> [TEXT SECTION]
===

Seligman noted that “in general, insurers and payers are really good about adopting benefits that have a short-term return on investment. It’s been quite straightforward to take the frailest, oldest, most medically-complex population of patients and show that these food interventions make a difference. What’s more challenging is generating long-term funding from an insurer or a payer when the return on investment takes years, or even decades. The further upstream we move, the more challenging it is to make this case.”

Beginning in childhood

“What we lose in that model,” Seligman continued, “is the really critical importance of intervening before people develop chronic disease—and even in childhood. We are never going to have really robust data indicating that a specific intervention prevents the development of things like diabetes or cardiovascular disease 50 years later. And yet that is the time we need to intervene with children in order to make sure they develop a palate for, and develop habits around, eating healthy foods. And so one of the challenges in the whole food-as-medicine movement is to be able to move these interventions towards prevention where the return on investment is not going to be seen for a long, long time, and that makes the financial issues really complicated.

An audience question asked the panel about the best practices for screening patients for food insecurity and getting them connected to an appropriate service.

===

> [INFORMATION SHOWN]
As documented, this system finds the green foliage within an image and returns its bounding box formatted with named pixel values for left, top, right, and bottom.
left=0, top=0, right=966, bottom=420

===

> [PROMPT 1]
From the food-as-medicine text, return the words starting at "An audience question" and ending at "an appropriate service.".
> [PROMPT 2]
Please condense the paragraph of the food-as-medicine text that begins "What we lose in that model" while keeping its main facts.
You won't need the lines for this.

> [YOUR RESPONSE 1]
An audience question asked the panel about the best practices for screening patients for food insecurity and getting them connected to an appropriate service.

> [YOUR RESPONSE 2]
Seligman says this model loses the critical importance of intervening before chronic disease develops, even in childhood. There will never be robust data showing that a specific intervention prevents diabetes or cardiovascular disease 50 years later. Yet childhood is when people need to develop a palate for healthy foods and habits around eating them. Shifting food-as-medicine interventions toward prevention is therefore a challenge. The return on investment takes a very long time, which makes the financial issues complicated.